# [Beantwoord het volgende]
[a] Neem uit de tekst over de overlevering aan Duitsland het stuk van "INTERNATIONALE RECHTSHULPKAMER" tot en met "nemen van een Europees aanhoudingsbevel (EAB)." letterlijk over.
[b] Geef bij elke bewering aan of ze klopt met de tekst over de overlevering aan Duitsland. Antwoord met ja of nee en citeer de beslissende woorden.
(i) De rechtbank stelde vast dat de opgeëiste persoon de Nederlandse nationaliteit heeft.
(ii) De rechtbank ging mee in het argument van de raadsman dat bepaalde feiten naar Nederlands recht niet strafbaar zijn.
(iii) De vordering van de officier van justitie dateert van 21 juli 2017.

# [Tekstgedeelte]
#####
ECLI:NL:RBAMS:2018:4613

Rechtbank Amsterdam

Datum uitspraak
26 juni 2018
Publicatiedatum
2 juli 2018
Zaaknummer
13/751608-17
Instantie
Rechtbank Amsterdam
Type
Uitspraak
Rechtsgebied
Strafrecht
Procedures
  • Rekestprocedure
Rechters
Vindplaatsen
  • Rechtspraak.nl
AI samenvatting door LexboostAutomatisch gegenereerd

Overlevering op basis van Europees aanhoudingsbevel met betrekking tot strafbare feiten in Duitsland

In deze zaak heeft de Rechtbank Amsterdam op 26 juni 2018 uitspraak gedaan in een rekestprocedure betreffende de overlevering van een opgeëiste persoon aan Duitsland op basis van een Europees aanhoudingsbevel (EAB). De vordering tot overlevering was ingediend door de officier van justitie en betreft een strafrechtelijk onderzoek naar de opgeëiste persoon, die verdacht wordt van diefstal gevolgd van geweld en opzettelijk handelen in strijd met de Opiumwet. De rechtbank heeft vastgesteld dat de identiteit van de opgeëiste persoon klopt en dat hij de Nederlandse nationaliteit heeft. Dit is van belang, omdat de overlevering alleen kan plaatsvinden als is gewaarborgd dat de opgeëiste persoon zijn straf in Nederland zal ondergaan indien hij in Duitsland wordt veroordeeld.

De rechtbank heeft de argumenten van de raadsman, die stelde dat de overlevering moest worden geweigerd op basis van de niet-strafbaarheid van bepaalde feiten naar Nederlands recht, verworpen. De rechtbank oordeelde dat de feiten in samenhang moeten worden bezien en dat deze wel degelijk als strafbaar kunnen worden gekwalificeerd. Ook de humanitaire redenen die door de raadsman werden aangevoerd, zoals de gezondheid van de opgeëiste persoon en de zorg voor zijn kinderen, werden door de rechtbank niet als voldoende onderbouwd beschouwd om de overlevering te weigeren.

Uiteindelijk heeft de rechtbank geoordeeld dat het EAB voldoet aan de eisen van de Overleveringswet en dat er geen weigeringsgronden zijn die aan de overlevering in de weg staan. De rechtbank heeft daarom de overlevering van de opgeëiste persoon aan de Duitse autoriteiten toegestaan, met inachtneming van de waarborgen die zijn gegeven door de Duitse justitiële autoriteiten.

Uitspraak

RECHTBANK AMSTERDAM,

INTERNATIONALE RECHTSHULPKAMER

Parketnummer: 13/751608-17
RK nummer: 17/4769
Datum uitspraak: 26 juni 2018
UITSPRAAK
op de vordering ex artikel 23 van de Overleveringswet (OLW), ingediend door de officier van justitie bij deze rechtbank. Deze vordering dateert van 21 juli 2017 en betreft onder meer het in behandeling nemen van een Europees aanhoudingsbevel (EAB).
#####
Rijen met annotatiegegevens van kaders

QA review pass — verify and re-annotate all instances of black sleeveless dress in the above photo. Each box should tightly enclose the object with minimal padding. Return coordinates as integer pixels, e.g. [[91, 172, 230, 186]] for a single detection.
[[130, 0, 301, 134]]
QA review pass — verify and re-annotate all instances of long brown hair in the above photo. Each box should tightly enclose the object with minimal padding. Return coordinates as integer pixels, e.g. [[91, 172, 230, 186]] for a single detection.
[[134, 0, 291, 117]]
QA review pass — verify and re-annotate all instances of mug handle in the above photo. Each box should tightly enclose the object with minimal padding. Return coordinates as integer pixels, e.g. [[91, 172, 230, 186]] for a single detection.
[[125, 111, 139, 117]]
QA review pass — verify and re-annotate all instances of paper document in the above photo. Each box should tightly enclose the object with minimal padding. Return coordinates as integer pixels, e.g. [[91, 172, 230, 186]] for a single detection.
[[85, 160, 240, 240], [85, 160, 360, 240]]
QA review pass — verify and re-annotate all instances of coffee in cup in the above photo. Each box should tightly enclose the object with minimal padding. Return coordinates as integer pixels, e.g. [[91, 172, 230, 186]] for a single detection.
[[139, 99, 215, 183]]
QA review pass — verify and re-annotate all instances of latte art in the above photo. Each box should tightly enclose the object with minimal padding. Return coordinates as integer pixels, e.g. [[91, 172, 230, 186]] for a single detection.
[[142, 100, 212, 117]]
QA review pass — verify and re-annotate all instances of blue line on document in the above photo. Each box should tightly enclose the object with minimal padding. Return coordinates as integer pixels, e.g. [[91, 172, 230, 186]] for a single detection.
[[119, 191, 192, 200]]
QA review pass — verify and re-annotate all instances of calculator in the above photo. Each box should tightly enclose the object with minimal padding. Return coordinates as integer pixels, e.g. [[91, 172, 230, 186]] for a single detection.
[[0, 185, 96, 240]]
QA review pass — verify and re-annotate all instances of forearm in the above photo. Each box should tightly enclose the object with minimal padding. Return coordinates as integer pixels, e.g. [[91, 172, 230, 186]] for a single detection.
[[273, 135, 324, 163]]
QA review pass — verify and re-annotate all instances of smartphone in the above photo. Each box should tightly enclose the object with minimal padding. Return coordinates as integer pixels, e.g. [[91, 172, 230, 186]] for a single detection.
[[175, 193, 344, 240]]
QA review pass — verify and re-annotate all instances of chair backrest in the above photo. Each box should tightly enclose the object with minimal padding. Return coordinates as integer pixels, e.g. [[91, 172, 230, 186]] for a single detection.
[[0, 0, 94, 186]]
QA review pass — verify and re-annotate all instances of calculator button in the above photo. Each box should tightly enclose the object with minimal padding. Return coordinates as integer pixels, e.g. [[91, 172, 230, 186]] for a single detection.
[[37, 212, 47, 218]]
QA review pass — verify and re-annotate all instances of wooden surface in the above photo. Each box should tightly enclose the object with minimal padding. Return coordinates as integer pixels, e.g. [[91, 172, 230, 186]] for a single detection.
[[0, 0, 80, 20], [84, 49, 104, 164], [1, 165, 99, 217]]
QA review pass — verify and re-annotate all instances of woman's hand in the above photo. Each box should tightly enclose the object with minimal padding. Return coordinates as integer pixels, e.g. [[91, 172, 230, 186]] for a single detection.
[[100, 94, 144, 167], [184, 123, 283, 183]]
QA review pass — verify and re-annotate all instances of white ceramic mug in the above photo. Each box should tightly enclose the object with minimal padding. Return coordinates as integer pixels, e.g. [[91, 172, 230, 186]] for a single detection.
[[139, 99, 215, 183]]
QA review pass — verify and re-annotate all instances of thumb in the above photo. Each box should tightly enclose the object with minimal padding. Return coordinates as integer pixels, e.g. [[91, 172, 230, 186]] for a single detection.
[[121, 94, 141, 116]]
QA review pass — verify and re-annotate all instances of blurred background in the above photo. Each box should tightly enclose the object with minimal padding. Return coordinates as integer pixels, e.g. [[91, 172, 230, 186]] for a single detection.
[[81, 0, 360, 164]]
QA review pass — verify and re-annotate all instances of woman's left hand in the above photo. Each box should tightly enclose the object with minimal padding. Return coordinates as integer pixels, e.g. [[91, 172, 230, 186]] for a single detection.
#####
# [Antwoorden opdrachten]
[a]
INTERNATIONALE RECHTSHULPKAMER

Parketnummer: 13/751608-17
RK nummer: 17/4769
Datum uitspraak: 26 juni 2018
UITSPRAAK
op de vordering ex artikel 23 van de Overleveringswet (OLW), ingediend door de officier van justitie bij deze rechtbank. Deze vordering dateert van 21 juli 2017 en betreft onder meer het in behandeling nemen van een Europees aanhoudingsbevel (EAB).

[b]
(i) Ja: "De rechtbank heeft vastgesteld dat de identiteit van de opgeëiste persoon klopt en dat hij de Nederlandse nationaliteit heeft."
(ii) Nee: "De rechtbank heeft de argumenten van de raadsman, die stelde dat de overlevering moest worden geweigerd op basis van de niet-strafbaarheid van bepaalde feiten naar Nederlands recht, verworpen."
(iii) Ja: "Deze vordering dateert van 21 juli 2017"